* [WHAT THE TASK REQUIRES]: Your answer must be an exact copy of the listing.

--- START ---

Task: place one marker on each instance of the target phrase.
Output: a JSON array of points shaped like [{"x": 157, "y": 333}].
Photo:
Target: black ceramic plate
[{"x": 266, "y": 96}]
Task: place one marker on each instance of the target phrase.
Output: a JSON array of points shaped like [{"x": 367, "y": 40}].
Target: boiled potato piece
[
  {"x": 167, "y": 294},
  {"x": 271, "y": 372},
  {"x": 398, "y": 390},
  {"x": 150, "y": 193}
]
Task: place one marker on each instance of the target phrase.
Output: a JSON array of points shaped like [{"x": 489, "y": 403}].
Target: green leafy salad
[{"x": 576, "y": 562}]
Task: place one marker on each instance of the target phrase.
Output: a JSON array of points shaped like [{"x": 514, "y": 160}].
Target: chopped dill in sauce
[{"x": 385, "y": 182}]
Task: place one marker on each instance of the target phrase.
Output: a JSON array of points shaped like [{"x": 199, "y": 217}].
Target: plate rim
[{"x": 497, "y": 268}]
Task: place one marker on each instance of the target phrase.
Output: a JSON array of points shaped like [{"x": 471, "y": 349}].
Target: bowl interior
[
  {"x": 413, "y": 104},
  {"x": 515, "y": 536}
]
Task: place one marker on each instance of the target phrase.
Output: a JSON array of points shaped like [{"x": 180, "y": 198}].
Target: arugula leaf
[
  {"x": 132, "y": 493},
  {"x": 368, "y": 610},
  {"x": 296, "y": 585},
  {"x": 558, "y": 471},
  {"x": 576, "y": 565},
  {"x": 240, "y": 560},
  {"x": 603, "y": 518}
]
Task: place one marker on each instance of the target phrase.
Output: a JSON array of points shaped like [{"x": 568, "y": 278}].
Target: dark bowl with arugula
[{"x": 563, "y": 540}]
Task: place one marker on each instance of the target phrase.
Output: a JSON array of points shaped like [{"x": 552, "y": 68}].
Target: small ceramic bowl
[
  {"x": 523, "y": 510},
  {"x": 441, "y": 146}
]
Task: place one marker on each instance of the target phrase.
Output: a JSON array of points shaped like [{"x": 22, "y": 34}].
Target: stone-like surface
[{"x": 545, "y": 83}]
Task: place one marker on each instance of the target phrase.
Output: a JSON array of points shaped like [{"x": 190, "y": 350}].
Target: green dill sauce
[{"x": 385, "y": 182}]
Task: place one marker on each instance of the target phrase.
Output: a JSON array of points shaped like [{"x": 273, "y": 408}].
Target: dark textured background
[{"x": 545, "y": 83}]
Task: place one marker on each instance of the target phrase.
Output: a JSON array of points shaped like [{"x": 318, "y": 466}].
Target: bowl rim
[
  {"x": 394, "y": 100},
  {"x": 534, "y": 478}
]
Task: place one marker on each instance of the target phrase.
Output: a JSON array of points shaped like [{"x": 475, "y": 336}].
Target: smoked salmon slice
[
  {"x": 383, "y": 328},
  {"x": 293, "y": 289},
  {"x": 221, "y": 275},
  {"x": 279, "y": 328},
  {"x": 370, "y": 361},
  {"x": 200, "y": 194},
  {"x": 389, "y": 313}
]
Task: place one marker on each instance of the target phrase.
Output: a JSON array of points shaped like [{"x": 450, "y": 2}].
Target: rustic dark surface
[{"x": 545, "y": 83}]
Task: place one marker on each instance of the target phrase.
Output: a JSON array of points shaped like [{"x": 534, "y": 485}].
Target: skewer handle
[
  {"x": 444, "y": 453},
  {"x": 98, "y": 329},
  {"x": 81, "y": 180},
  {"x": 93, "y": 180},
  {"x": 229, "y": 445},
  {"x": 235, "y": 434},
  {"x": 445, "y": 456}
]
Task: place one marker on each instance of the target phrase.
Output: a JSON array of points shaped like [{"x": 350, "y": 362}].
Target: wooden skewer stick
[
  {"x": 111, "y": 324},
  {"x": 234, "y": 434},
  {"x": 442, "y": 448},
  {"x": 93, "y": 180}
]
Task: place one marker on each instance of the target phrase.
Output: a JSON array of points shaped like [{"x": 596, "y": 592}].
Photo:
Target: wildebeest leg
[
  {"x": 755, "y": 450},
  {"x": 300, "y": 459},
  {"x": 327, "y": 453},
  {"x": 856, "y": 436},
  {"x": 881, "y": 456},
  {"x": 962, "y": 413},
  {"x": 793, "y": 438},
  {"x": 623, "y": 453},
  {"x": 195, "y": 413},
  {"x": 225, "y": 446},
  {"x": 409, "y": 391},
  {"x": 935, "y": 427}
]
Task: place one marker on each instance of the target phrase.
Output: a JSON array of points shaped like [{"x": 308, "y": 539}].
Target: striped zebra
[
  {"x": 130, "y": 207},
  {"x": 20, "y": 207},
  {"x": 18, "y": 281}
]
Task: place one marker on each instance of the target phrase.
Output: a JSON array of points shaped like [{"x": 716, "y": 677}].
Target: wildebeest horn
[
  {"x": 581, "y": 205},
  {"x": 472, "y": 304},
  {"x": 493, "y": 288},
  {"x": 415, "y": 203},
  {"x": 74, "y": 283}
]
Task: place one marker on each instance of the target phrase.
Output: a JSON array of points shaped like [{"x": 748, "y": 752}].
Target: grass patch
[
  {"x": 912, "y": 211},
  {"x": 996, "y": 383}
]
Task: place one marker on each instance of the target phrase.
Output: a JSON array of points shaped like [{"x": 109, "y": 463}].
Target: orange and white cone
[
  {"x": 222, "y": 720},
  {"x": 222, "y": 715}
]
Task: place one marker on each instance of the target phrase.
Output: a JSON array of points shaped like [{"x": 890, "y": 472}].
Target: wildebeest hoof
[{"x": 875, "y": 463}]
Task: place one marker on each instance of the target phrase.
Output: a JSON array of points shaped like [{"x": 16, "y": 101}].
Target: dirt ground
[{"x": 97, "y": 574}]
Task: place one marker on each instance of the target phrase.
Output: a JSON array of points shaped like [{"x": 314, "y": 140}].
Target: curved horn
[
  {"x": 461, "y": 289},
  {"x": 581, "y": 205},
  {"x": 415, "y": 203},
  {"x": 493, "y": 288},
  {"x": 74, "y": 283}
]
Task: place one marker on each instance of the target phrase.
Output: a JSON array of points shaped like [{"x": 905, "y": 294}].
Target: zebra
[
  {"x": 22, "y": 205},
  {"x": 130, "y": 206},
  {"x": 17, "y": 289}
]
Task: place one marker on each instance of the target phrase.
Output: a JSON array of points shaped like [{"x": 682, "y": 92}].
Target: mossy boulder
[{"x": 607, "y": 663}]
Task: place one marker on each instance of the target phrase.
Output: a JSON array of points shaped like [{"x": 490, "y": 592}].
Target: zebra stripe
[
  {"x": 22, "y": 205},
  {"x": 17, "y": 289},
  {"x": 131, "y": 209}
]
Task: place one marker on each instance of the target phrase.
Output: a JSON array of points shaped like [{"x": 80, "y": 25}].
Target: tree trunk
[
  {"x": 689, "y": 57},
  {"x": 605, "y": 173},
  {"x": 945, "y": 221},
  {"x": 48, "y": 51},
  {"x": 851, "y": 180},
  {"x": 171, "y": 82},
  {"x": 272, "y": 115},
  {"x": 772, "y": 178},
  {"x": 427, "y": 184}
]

--- END ---

* [ANSWER SPACE]:
Task: place one marker on each instance of the target phrase.
Output: a JSON array of points shaped like [{"x": 157, "y": 333}].
Photo:
Target: black ceramic plate
[{"x": 266, "y": 96}]
Task: place one marker on each instance of the target phrase.
Output: a JSON array of points shaped like [{"x": 367, "y": 40}].
Target: boiled potato piece
[
  {"x": 167, "y": 294},
  {"x": 271, "y": 372},
  {"x": 398, "y": 390},
  {"x": 150, "y": 193}
]
Task: place one marker on each instance of the target phrase.
Output: a JSON array of points shaped like [{"x": 489, "y": 403}].
Target: green leafy salad
[{"x": 576, "y": 562}]
Task: place one marker on each instance of the target phrase.
Output: a JSON array of points shaped like [{"x": 514, "y": 160}].
Target: chopped dill in sauce
[{"x": 385, "y": 182}]
Task: place one marker on each instance of the target phrase.
Output: a JSON array of points shaped like [{"x": 199, "y": 217}].
Target: plate rim
[{"x": 497, "y": 268}]
Task: place one marker on each instance of the target phrase.
Output: a JSON array of points shaped like [{"x": 471, "y": 349}].
Target: bowl interior
[
  {"x": 413, "y": 104},
  {"x": 515, "y": 536}
]
Task: place one marker on each instance of the target phrase.
Output: a JSON array of points shaped like [{"x": 180, "y": 198}].
Target: arugula leaf
[
  {"x": 132, "y": 493},
  {"x": 368, "y": 610},
  {"x": 296, "y": 585},
  {"x": 558, "y": 471},
  {"x": 576, "y": 565},
  {"x": 240, "y": 560},
  {"x": 603, "y": 518}
]
Task: place one marker on each instance of the target phrase.
Output: a JSON array of points shaped like [{"x": 568, "y": 278}].
Target: dark bowl with arugula
[{"x": 563, "y": 540}]
Task: place one marker on each instance of the target phrase.
Output: a JSON array of points shaped like [{"x": 552, "y": 68}].
Target: small ceramic bowl
[
  {"x": 523, "y": 510},
  {"x": 441, "y": 146}
]
Task: place one marker on each instance of the target phrase.
Output: a JSON array of points shaped like [{"x": 22, "y": 34}].
Target: stone-like surface
[{"x": 545, "y": 83}]
Task: place one marker on each instance of the target phrase.
Output: a JSON array of points shaped like [{"x": 190, "y": 350}].
Target: green dill sauce
[{"x": 385, "y": 182}]
Task: place one marker on each instance of the target phrase.
Output: a JSON array of points shaped like [{"x": 273, "y": 408}].
Target: dark textured background
[{"x": 545, "y": 83}]
Task: place one marker on each instance of the target phrase.
Output: a JSON array of points shaped like [{"x": 318, "y": 466}].
Target: bowl rim
[
  {"x": 394, "y": 100},
  {"x": 534, "y": 478}
]
Task: place one marker on each instance of the target phrase.
Output: a JSON array of points shaped like [{"x": 475, "y": 336}].
Target: smoked salmon slice
[
  {"x": 383, "y": 328},
  {"x": 293, "y": 289},
  {"x": 221, "y": 275},
  {"x": 279, "y": 328},
  {"x": 370, "y": 361},
  {"x": 200, "y": 194},
  {"x": 389, "y": 313}
]
Task: place one marker on each instance of the target phrase.
Output: a JSON array of points shaped like [{"x": 450, "y": 2}].
Target: rustic dark surface
[{"x": 545, "y": 83}]
Task: place one marker on each instance of the target phrase.
Output: a JSON array of points shaped like [{"x": 534, "y": 485}].
Target: skewer handle
[
  {"x": 444, "y": 453},
  {"x": 98, "y": 329},
  {"x": 81, "y": 180},
  {"x": 93, "y": 180},
  {"x": 229, "y": 445},
  {"x": 235, "y": 434},
  {"x": 445, "y": 456}
]
Task: place one marker on each instance of the target phrase.
Output: a JSON array of points shaped like [{"x": 350, "y": 362}].
Target: wooden skewer stick
[
  {"x": 111, "y": 324},
  {"x": 234, "y": 434},
  {"x": 442, "y": 448},
  {"x": 93, "y": 180}
]
Task: place one marker on each instance of the target phrase.
Output: a JSON array of points shaped like [{"x": 596, "y": 592}].
Photo:
Target: wildebeest leg
[
  {"x": 755, "y": 450},
  {"x": 300, "y": 459},
  {"x": 327, "y": 453},
  {"x": 856, "y": 436},
  {"x": 881, "y": 456},
  {"x": 962, "y": 413},
  {"x": 793, "y": 438},
  {"x": 623, "y": 453},
  {"x": 195, "y": 413},
  {"x": 225, "y": 446},
  {"x": 409, "y": 391},
  {"x": 935, "y": 427}
]
Task: place one marker on each instance of the target phrase.
Output: a JSON array of points shaped like [{"x": 308, "y": 539}].
Target: striped zebra
[
  {"x": 130, "y": 207},
  {"x": 20, "y": 207},
  {"x": 18, "y": 281}
]
Task: place one marker on each instance of the target phrase.
Output: a JSON array of points shaped like [{"x": 716, "y": 677}].
Target: wildebeest horn
[
  {"x": 581, "y": 205},
  {"x": 472, "y": 304},
  {"x": 493, "y": 288},
  {"x": 415, "y": 203},
  {"x": 74, "y": 283}
]
Task: place one marker on each instance of the target phrase.
Output: a JSON array of points shaped like [{"x": 748, "y": 752}].
Target: grass patch
[
  {"x": 912, "y": 211},
  {"x": 996, "y": 383}
]
Task: place one marker on each instance of the target phrase.
Output: a JSON array of points shaped like [{"x": 109, "y": 463}].
Target: orange and white cone
[
  {"x": 222, "y": 720},
  {"x": 222, "y": 715}
]
Task: place one marker on each instance of the target phrase.
Output: a JSON array of points shaped like [{"x": 890, "y": 472}].
Target: wildebeest hoof
[{"x": 875, "y": 463}]
Task: place one marker on each instance of the target phrase.
Output: a JSON array of points shaped like [{"x": 16, "y": 101}].
Target: dirt ground
[{"x": 97, "y": 574}]
Task: place one marker on each instance of the target phrase.
Output: a JSON array of points shaped like [{"x": 314, "y": 140}].
Target: curved horn
[
  {"x": 461, "y": 289},
  {"x": 581, "y": 205},
  {"x": 415, "y": 203},
  {"x": 493, "y": 288},
  {"x": 74, "y": 283}
]
Task: place one marker on each instance of the target phrase.
Output: a JSON array of points shaped like [{"x": 905, "y": 294}].
Target: zebra
[
  {"x": 22, "y": 205},
  {"x": 130, "y": 206},
  {"x": 17, "y": 289}
]
Task: place one marker on each instance of the target phrase.
Output: a JSON array of points shaped like [{"x": 682, "y": 92}].
Target: mossy boulder
[{"x": 607, "y": 663}]
Task: place one marker on each instance of the target phrase.
Output: a JSON array of points shaped like [{"x": 490, "y": 592}].
Target: zebra stripe
[
  {"x": 22, "y": 205},
  {"x": 17, "y": 289},
  {"x": 131, "y": 209}
]
Task: place one marker on each instance of the target phrase.
Output: a JSON array of points shaped like [{"x": 80, "y": 25}].
Target: tree trunk
[
  {"x": 689, "y": 57},
  {"x": 605, "y": 173},
  {"x": 945, "y": 221},
  {"x": 48, "y": 51},
  {"x": 851, "y": 180},
  {"x": 171, "y": 82},
  {"x": 272, "y": 115},
  {"x": 772, "y": 178},
  {"x": 427, "y": 184}
]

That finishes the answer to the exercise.